** Document excerpt **

** Start **

Driver DJ Shaw participates in Oxford 250 media day at Oxford Plains Speedway on Wednesday. Shaw, based in Center Conway, New Hampshire, won the Oxford Championship Series 100 earlier this month to qualify for Sunday’s race. (Libby Kamrowski Kenny/Staff Photographer)
OXFORD — D.J. Shaw is familiar with the question.
How hasn’t he — one of New England’s top drivers, the reigning Pro All Star Series North and National champion, with multiple podium finishes and years of experience racing Super Late Models at the Oxford Plains Speedway — won the Oxford 250 yet?
The 35-year-old from Center Conway, New Hampshire, would like an answer just as much as the people asking.

Driver DJ Shaw participates in Oxford 250 media day at Oxford Plains Speedway on Wednesday. (Libby Kamrowski Kenny/Staff Photographer)

** End **

** Information given **
** Start **

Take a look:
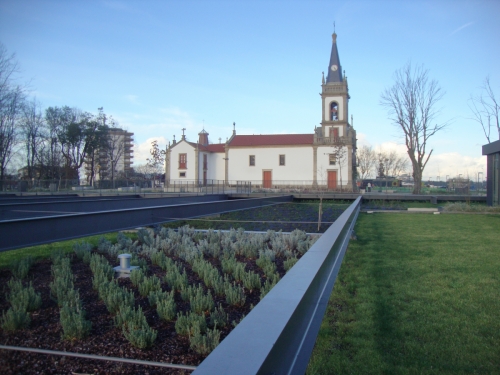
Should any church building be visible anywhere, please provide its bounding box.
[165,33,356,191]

** End **
** Start **

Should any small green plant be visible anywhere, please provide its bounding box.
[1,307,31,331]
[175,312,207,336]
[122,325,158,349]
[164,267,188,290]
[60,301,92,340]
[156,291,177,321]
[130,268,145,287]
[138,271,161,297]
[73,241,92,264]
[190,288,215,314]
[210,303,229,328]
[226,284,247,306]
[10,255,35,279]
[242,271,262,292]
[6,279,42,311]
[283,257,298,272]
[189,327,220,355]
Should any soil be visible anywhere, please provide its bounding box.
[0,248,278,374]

** End **

** Set tasks **
- 1) Write out the part of the DJ Shaw article running from "OXFORD — D.J." down to "the people asking.".
- 2) List every town, state, and region named in the DJ Shaw article. Leave out the speedway and the names of races.

** Completed exercise **
- 1)
OXFORD — D.J. Shaw is familiar with the question.
How hasn’t he — one of New England’s top drivers, the reigning Pro All Star Series North and National champion, with multiple podium finishes and years of experience racing Super Late Models at the Oxford Plains Speedway — won the Oxford 250 yet?
The 35-year-old from Center Conway, New Hampshire, would like an answer just as much as the people asking.

- 2)
- Oxford
- Center Conway
- New Hampshire
- New England